Dalam Pasal 3 Undang-Undang Nomor 30 Tahun 2002 tentang
Komisi Pemberantasan Tindak Pidana Korupsi (“UU 30/2002”) sebagaimana telah diubah oleh Peraturan Pemerintah
Pengganti Undang-Undang Nomor 1 Tahun 2015 tentang Perubahan Atas Undang-Undang
Nomor 30 Tahun 2002 tentang Komisi Pemberantasan Tindak Pidana Korupsi (“Perpu 1/2015”) Komisi Pemberantasan Korupsi
(KPK) adalah lembaga negara yang dalam melaksanakan tugas dan
wewenangnya bersifat independen dan bebas dari pengaruh kekuasaan manapun.
Komisi Pemberantasan Korupsi (KPK) mempunyai
tugas:[12]
a. Koordinasi dengan instansi yang bewenang
melakukan pemberantasan tindak pidana korupsi;
b. Supervisi terhadap instansi yang bewenang
melakukan pemberantasan tindak pidana korupsi;
c. Melakukan proses penyelidikan, atau penyidikan,
maupun penuntutan dalam perkara tindak pidana korupsi;
d. Melakukan tindakan-tindakan pencegahan tindak
pidana korupsi;
e. Melakukan suatu proses monitoring kepada
penyelenggara pemerintahan didalam negara.

************

# Soal Tertulis 1:
Kutiplah bagian teks tentang Komisi Pemberantasan Korupsi mulai dari "Dalam Pasal 3" sampai dengan "pengaruh kekuasaan manapun.".
# Soal Tertulis 2:
Cetak ulang tanpa perubahan baris-baris dalam catatan, mulai dari baris yang memuat "If you could place a marker on the wooden" sampai dengan baris terakhir catatan.

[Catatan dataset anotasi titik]
************

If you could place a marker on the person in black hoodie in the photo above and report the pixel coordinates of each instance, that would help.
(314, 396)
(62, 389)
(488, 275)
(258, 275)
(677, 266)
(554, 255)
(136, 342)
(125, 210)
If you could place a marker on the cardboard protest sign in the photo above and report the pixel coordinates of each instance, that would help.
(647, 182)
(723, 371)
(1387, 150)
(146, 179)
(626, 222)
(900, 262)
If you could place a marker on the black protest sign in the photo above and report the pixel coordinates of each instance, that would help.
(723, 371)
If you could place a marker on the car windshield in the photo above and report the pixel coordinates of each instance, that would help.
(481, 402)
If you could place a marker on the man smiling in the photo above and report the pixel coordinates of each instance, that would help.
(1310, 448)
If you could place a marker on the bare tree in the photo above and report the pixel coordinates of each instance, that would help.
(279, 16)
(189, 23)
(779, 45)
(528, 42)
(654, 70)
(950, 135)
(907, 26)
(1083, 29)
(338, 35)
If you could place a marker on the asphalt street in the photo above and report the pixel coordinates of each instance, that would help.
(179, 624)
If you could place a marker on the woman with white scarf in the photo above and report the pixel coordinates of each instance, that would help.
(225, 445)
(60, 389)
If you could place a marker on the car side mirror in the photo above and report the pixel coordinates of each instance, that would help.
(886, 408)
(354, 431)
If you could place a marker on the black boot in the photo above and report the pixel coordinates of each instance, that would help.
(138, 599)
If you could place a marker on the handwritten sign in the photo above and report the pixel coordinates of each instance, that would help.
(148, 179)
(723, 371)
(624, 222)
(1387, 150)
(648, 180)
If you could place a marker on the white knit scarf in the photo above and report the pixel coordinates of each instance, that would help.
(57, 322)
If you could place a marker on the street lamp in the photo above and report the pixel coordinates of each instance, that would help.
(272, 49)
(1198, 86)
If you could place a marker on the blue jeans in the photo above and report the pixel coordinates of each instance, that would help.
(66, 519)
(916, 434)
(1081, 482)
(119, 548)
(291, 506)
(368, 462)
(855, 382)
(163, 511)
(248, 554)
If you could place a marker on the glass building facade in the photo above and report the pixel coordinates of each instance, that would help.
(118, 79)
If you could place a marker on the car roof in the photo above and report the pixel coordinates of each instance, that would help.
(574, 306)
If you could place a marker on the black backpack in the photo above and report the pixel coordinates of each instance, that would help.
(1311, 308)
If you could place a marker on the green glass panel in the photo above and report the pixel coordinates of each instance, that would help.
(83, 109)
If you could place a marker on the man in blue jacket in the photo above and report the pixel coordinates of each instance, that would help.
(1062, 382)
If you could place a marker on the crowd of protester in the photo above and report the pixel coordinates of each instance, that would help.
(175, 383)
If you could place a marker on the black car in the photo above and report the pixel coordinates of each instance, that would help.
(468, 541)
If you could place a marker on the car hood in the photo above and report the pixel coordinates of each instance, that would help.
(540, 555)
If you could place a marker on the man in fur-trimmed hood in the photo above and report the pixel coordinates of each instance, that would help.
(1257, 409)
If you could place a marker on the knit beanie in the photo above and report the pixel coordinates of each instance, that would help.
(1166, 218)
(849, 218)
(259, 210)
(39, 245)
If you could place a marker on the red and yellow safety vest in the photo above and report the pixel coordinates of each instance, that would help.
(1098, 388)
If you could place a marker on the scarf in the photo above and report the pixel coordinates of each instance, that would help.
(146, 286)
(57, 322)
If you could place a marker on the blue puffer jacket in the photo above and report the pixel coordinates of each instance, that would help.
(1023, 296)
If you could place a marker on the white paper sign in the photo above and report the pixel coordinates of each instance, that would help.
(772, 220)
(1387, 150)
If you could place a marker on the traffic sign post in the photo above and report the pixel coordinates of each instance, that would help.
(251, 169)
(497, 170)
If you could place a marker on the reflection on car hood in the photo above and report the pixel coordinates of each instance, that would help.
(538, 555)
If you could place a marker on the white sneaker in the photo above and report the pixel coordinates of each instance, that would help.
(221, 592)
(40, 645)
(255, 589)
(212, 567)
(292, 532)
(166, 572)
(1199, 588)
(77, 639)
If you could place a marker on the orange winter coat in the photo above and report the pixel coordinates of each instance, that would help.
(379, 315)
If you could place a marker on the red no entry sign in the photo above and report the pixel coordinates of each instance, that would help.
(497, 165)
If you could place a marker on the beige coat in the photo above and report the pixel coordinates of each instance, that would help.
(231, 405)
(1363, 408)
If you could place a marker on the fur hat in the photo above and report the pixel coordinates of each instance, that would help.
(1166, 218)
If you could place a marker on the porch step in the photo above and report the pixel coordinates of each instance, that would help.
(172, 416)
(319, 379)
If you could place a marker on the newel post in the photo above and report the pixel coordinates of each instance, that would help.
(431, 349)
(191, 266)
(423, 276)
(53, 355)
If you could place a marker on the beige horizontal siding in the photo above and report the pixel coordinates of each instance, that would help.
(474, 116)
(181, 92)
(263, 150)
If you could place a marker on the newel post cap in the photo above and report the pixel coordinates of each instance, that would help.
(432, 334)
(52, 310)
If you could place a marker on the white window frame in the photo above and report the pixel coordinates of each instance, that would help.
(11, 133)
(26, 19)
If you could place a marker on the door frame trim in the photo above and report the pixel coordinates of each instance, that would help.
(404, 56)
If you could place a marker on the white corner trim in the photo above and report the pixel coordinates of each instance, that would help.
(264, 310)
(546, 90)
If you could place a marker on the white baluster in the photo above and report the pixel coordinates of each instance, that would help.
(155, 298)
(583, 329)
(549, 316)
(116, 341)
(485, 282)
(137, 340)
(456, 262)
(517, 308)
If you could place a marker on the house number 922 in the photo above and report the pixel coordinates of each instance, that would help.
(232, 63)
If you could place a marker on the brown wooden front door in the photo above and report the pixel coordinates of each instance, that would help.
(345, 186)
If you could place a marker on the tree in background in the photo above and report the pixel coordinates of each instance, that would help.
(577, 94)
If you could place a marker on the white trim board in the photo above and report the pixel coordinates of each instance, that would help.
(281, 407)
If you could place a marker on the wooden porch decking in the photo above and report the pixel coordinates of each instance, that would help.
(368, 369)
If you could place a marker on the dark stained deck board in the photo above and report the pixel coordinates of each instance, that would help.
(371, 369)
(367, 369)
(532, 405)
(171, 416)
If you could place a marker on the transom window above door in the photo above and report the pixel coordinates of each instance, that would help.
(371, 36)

************

# Jawaban Tertulis 1:
Dalam Pasal 3 Undang-Undang Nomor 30 Tahun 2002 tentang
Komisi Pemberantasan Tindak Pidana Korupsi (“UU 30/2002”) sebagaimana telah diubah oleh Peraturan Pemerintah
Pengganti Undang-Undang Nomor 1 Tahun 2015 tentang Perubahan Atas Undang-Undang
Nomor 30 Tahun 2002 tentang Komisi Pemberantasan Tindak Pidana Korupsi (“Perpu 1/2015”) Komisi Pemberantasan Korupsi
(KPK) adalah lembaga negara yang dalam melaksanakan tugas dan
wewenangnya bersifat independen dan bebas dari pengaruh kekuasaan manapun.

# Jawaban Tertulis 2:
If you could place a marker on the wooden porch decking in the photo above and report the pixel coordinates of each instance, that would help.
(368, 369)
If you could place a marker on the dark stained deck board in the photo above and report the pixel coordinates of each instance, that would help.
(371, 369)
(367, 369)
(532, 405)
(171, 416)
If you could place a marker on the transom window above door in the photo above and report the pixel coordinates of each instance, that would help.
(371, 36)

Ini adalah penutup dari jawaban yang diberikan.